Start of Record excerpts
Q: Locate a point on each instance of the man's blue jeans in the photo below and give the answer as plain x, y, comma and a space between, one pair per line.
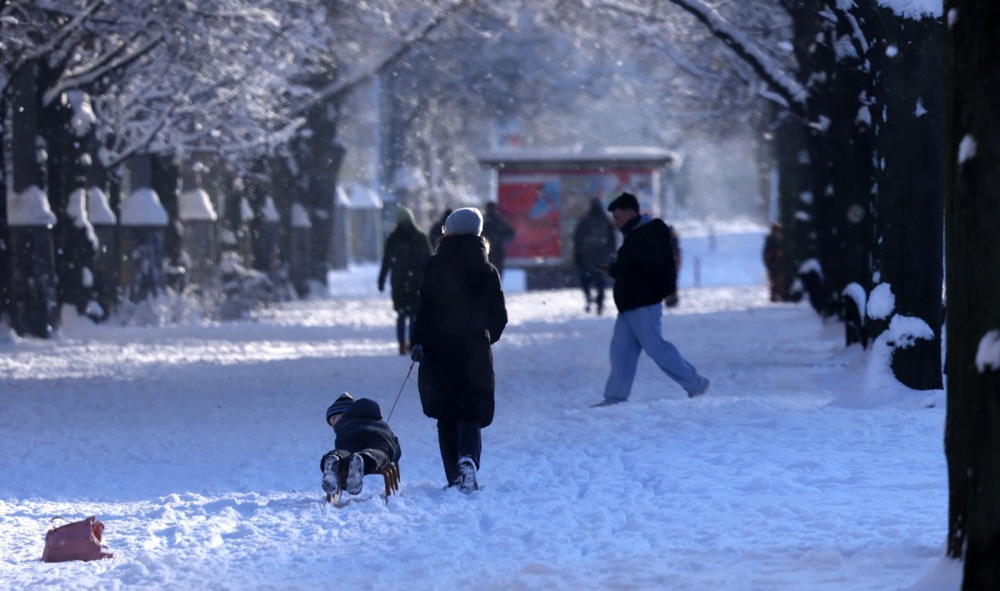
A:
640, 330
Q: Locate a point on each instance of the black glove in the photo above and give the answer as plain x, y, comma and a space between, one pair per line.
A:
417, 353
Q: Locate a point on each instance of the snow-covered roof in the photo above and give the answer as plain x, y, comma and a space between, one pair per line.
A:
99, 208
195, 206
143, 208
30, 207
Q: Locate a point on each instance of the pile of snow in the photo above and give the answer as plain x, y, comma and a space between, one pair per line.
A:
198, 445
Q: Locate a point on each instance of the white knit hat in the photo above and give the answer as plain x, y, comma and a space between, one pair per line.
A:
467, 220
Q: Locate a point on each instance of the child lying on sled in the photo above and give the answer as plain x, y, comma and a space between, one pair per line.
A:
364, 444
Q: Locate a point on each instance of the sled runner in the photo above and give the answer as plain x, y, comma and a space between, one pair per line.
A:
390, 473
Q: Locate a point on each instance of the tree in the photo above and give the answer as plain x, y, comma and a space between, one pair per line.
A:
972, 235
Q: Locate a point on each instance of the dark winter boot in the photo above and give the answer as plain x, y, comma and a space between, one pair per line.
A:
355, 474
331, 478
467, 475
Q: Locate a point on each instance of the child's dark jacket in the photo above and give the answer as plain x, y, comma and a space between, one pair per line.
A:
361, 427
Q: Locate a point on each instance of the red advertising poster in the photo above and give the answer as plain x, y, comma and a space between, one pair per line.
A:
530, 204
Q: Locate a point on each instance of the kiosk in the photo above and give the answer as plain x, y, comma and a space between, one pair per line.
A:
543, 193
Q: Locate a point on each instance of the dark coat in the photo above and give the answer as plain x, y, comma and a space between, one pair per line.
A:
593, 238
644, 269
406, 253
361, 427
462, 312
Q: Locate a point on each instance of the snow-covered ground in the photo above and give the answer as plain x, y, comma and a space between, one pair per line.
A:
198, 446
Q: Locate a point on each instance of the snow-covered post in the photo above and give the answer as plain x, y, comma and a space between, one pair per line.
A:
105, 272
197, 216
143, 220
366, 222
299, 245
340, 244
33, 304
267, 242
244, 235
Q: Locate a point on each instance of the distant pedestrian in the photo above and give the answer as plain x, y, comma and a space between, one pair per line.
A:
772, 256
437, 229
593, 245
499, 233
645, 275
406, 253
462, 313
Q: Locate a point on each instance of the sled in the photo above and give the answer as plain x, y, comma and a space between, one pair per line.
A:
390, 473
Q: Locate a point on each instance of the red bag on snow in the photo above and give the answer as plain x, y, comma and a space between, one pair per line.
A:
78, 540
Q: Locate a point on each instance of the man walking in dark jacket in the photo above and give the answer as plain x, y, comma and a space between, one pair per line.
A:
645, 274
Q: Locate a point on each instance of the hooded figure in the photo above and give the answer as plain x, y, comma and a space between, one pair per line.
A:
406, 253
462, 313
593, 244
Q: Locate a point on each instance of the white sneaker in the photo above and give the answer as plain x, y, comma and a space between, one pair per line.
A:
331, 478
355, 474
467, 475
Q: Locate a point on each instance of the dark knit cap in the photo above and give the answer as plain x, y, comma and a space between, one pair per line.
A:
341, 405
624, 201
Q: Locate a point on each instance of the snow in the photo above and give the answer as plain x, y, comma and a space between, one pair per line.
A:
End of Record excerpts
**Activity**
Look over the material above and show each line where "knit" appears.

**Written answer**
Q: Locate a point on each instance of the white knit hat in the photo above and give the answer as plain x, y, comma and a space between, one pair per line.
Q: Locate a point on each instance of the dark knit cap in the photo above and give the answer as plain x, y, comma and a space between, one pair per line.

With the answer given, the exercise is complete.